# ABOUT THIS TASK
According to the decursin abstract, which two markers did decursin upregulate in EndMT-induced endothelial cells?

# PAGE EXCERPT
☆ ☆ ☆ ☆ ☆ ☆ ☆

The antioxidant effects of decursin inhibit EndMT progression through PI3K/AKT/NF-κB and Smad signaling pathways.

Endothelial cells (ECs) undergo endothelial-to-mesenchymal transition (EndMT) during the pathophysiology of cardiovascular diseases, a complex cellular transdifferentiation process closely associated with increased oxidative stress under adverse conditions such as myocardial infarction (MI). Decursin, a major constituent of Angelica gigas Nakai, displays diverse pharmacological properties. This study aimed to examine the antioxidant impact of decursin on EndMT regulation in both in vitro and in vivo models as a potential therapeutic strategy for MI. In vitro the inhibitory effects of decursin treatment were analyzed by measuring the expression of EndMT-associated genes, assessing endothelial function, intracellular ROS levels, and mitochondrial membrane potential. Furthermore, the study elucidated antioxidation-related signaling mechanisms within EndMT-induced ECs. In vivo, the therapeutic potential of decursin was investigated using a mouse model of MI. Decursin administration attenuated the EndMT process by upregulating CD31 and VE-Cadherin while decreasing fibronectin and α-SMA expression in EndMT-induced ECs. It also lowered ROS levels, preserved mitochondrial membrane potential, and modulated functional properties, resulting in enhanced LDL uptake and diminished endothelial permeability. Endothelial integrity was sustained via regulation of the PI3K/AKT/NF-κB and Smad-dependent signaling pathways, both responsive to oxidative stress during EndMT. In the MI mouse model, decursin reversed EndMT, lessened myocardial fibrosis and apoptosis, and promoted recovery of infarcted regions. The treated hearts demonstrated improved cardiovascular performance. Decursin represents a novel therapeutic strategy targeting intracellular oxidative stress induced by EndMT. By exerting antioxidant activity through the PI3K/AKT/NF-κB and Smaddependent pathways, decursin maintains endothelial function, suppresses myocardial fibrosis, and supports cardiac recovery following MI therapy. [BMB Reports 2025; 58(9): 406-414].

☆ ☆ ☆ ☆ ☆ ☆ ☆

# DATA
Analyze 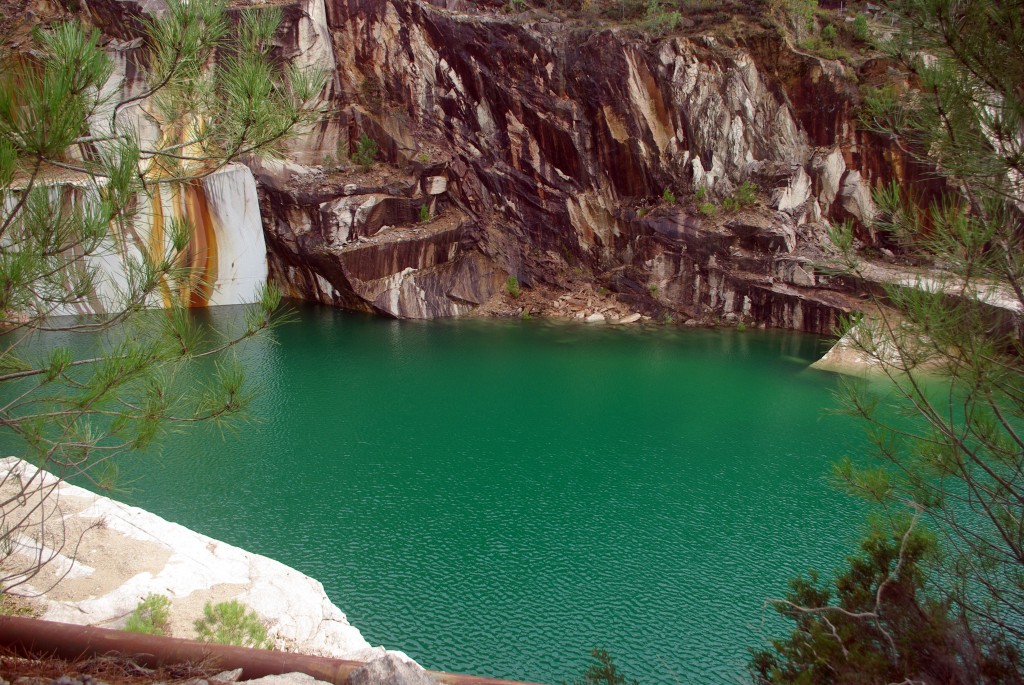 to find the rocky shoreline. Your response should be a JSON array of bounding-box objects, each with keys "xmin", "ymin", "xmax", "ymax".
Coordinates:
[{"xmin": 0, "ymin": 457, "xmax": 415, "ymax": 663}]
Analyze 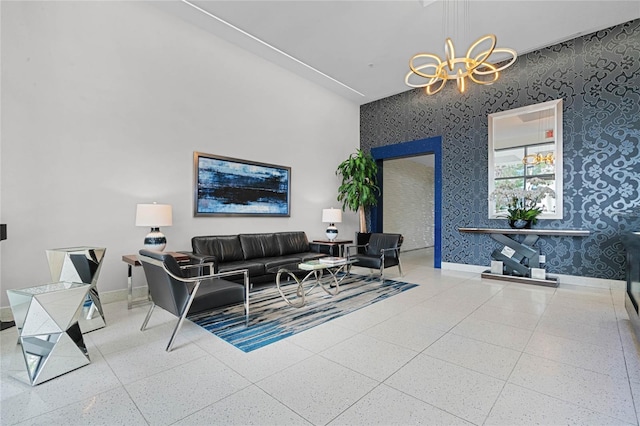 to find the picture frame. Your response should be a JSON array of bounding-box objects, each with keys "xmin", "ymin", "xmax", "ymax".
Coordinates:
[{"xmin": 193, "ymin": 152, "xmax": 291, "ymax": 217}]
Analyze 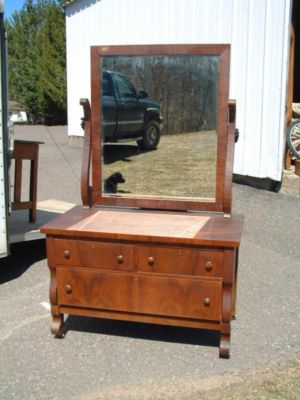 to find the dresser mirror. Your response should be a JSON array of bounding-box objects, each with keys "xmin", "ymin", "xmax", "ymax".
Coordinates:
[
  {"xmin": 42, "ymin": 45, "xmax": 243, "ymax": 358},
  {"xmin": 91, "ymin": 45, "xmax": 229, "ymax": 211}
]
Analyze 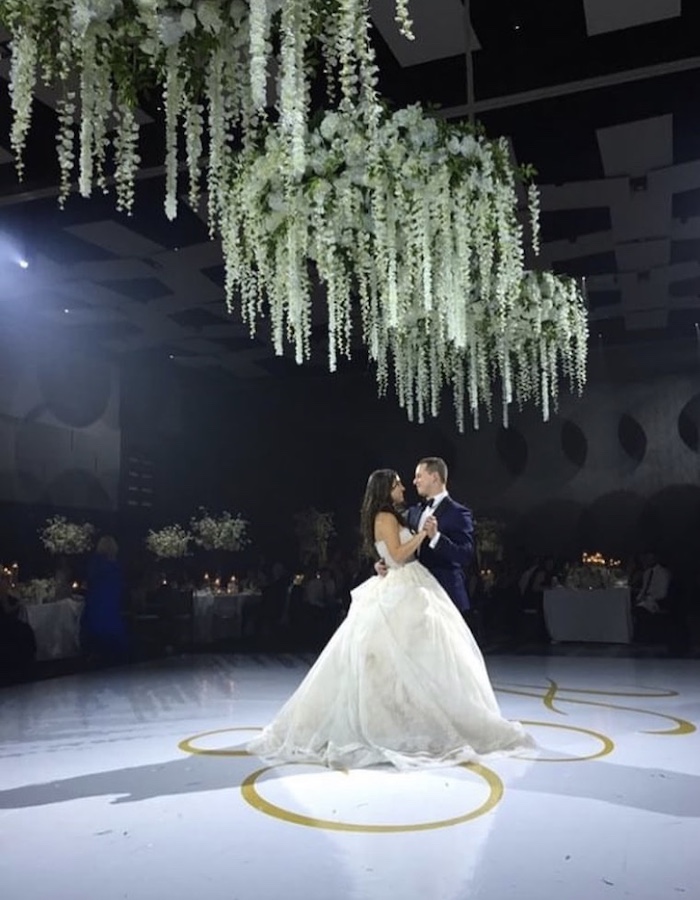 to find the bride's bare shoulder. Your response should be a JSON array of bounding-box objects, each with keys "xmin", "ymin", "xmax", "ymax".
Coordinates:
[{"xmin": 374, "ymin": 512, "xmax": 399, "ymax": 537}]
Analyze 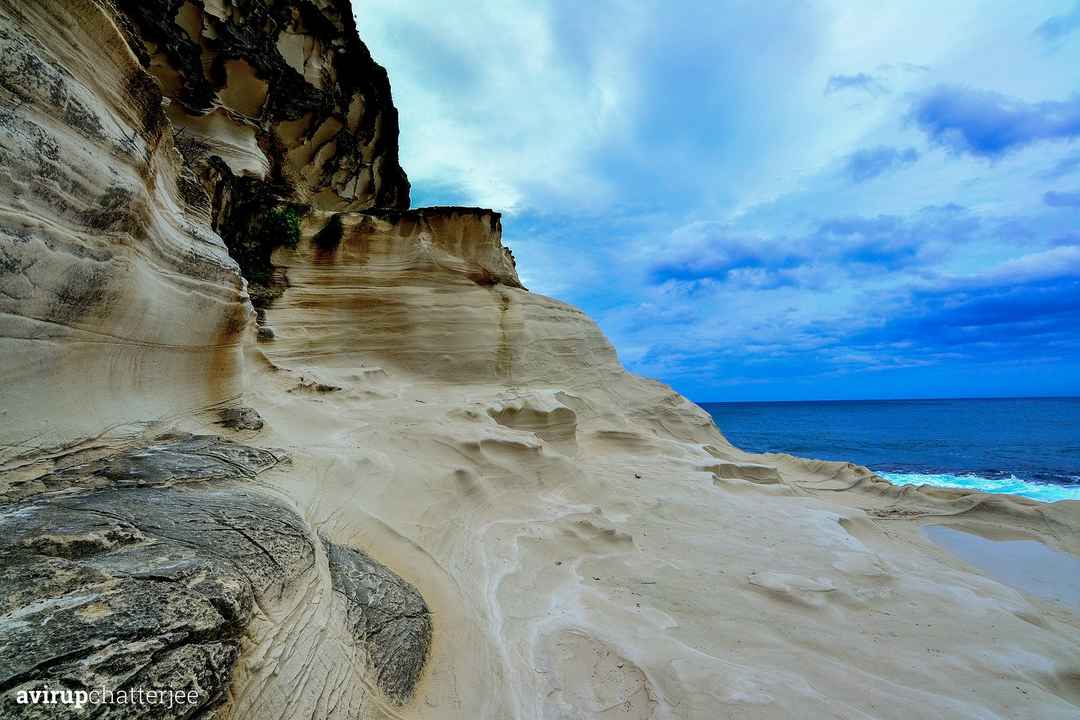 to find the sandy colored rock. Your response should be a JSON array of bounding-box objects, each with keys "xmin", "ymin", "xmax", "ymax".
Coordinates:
[{"xmin": 0, "ymin": 0, "xmax": 1080, "ymax": 720}]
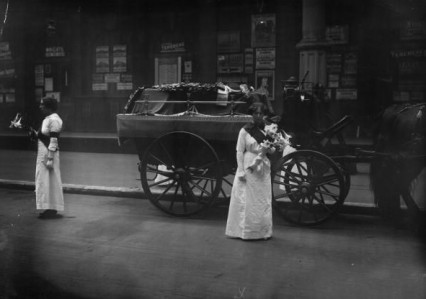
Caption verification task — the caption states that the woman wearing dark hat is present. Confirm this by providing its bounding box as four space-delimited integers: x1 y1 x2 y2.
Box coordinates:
33 97 64 218
225 102 273 240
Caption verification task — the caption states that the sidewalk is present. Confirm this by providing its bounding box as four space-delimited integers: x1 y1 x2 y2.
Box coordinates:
0 149 376 214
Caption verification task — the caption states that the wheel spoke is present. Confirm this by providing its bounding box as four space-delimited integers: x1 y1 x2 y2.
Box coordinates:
155 181 176 202
158 140 175 165
274 192 289 200
146 165 173 177
149 153 172 170
317 186 339 201
312 194 333 213
315 174 339 185
191 161 217 172
169 182 183 211
188 181 212 196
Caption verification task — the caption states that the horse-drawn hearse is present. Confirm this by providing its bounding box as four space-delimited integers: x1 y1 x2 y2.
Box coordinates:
117 83 426 231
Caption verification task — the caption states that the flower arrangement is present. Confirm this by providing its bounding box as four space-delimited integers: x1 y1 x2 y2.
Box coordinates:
247 123 290 172
153 82 223 93
9 112 24 129
9 112 37 140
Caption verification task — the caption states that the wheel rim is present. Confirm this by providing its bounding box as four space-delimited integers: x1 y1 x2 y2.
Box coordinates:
140 132 222 216
272 150 346 225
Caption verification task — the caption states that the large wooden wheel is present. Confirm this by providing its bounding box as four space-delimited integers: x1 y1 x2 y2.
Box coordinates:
139 131 222 216
272 150 347 225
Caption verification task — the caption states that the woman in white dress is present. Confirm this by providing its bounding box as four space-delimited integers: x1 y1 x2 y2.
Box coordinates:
33 97 64 218
225 103 274 240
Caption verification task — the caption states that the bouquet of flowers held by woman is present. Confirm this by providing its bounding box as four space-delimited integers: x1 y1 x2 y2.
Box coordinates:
9 112 37 140
247 123 291 171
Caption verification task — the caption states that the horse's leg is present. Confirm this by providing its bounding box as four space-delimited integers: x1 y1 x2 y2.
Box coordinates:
401 186 425 233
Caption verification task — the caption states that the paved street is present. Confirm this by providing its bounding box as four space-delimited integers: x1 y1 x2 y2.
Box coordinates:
0 189 426 299
0 149 373 207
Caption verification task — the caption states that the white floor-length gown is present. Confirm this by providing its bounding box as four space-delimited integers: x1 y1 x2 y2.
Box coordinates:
225 128 272 239
35 113 64 211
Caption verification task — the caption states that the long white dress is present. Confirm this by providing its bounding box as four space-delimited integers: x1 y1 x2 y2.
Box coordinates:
225 128 272 239
35 113 64 211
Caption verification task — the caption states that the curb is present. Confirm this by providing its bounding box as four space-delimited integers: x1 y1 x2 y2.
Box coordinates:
0 179 144 198
0 179 379 215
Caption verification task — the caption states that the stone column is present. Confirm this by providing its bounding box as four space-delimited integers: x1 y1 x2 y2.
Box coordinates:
297 0 326 88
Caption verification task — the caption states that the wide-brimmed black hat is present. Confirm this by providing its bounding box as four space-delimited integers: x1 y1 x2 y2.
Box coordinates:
285 76 299 85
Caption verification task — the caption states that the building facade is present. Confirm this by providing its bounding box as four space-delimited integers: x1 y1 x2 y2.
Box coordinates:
0 0 426 135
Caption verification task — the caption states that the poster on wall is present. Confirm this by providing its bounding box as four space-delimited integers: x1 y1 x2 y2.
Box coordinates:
34 64 44 86
155 56 182 85
0 42 12 60
217 31 240 53
256 48 275 69
255 70 275 100
251 14 276 48
244 48 254 74
343 53 358 75
96 46 109 73
46 92 61 102
217 53 244 74
112 45 127 73
117 74 133 90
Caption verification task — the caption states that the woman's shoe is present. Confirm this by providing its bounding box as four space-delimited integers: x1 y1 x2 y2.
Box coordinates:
38 209 58 219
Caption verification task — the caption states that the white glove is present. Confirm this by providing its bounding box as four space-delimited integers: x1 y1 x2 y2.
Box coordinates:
46 159 53 170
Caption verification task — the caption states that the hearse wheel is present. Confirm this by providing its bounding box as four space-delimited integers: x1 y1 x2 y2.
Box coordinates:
140 131 222 216
272 150 347 225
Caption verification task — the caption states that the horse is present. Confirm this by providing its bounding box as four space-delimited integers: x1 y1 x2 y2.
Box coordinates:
370 103 426 232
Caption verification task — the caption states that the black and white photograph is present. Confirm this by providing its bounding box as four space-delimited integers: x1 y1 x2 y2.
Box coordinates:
0 0 426 299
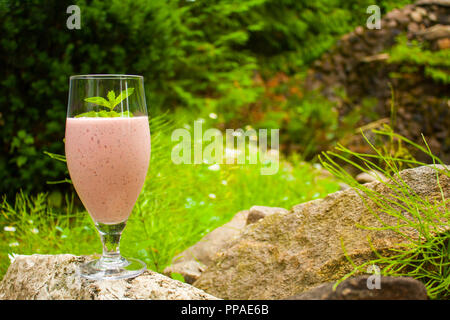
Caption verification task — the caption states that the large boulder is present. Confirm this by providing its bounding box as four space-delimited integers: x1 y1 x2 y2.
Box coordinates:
164 206 287 283
194 166 450 299
0 254 217 300
287 275 428 300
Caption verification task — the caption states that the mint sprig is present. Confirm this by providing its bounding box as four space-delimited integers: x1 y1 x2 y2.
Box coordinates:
75 88 134 118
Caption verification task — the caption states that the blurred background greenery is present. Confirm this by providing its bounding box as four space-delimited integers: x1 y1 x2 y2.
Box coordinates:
0 0 450 280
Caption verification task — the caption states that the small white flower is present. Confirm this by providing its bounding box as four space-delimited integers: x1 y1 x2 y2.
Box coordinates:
313 163 322 170
208 163 220 171
225 148 242 158
209 112 217 119
8 252 18 263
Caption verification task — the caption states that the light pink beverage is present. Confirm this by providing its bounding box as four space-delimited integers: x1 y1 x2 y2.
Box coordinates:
66 117 150 224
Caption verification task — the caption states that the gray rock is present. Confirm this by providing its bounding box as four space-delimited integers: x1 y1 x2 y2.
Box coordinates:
164 211 249 283
355 170 387 183
417 24 450 41
0 254 217 300
287 275 428 300
194 166 450 299
247 206 288 225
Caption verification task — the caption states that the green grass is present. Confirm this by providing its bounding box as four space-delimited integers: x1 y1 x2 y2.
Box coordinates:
0 118 339 277
322 128 450 299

☆ ☆ ☆ ☆ ☆ ☆ ☆

# REPLY
CD31 and VE-Cadherin.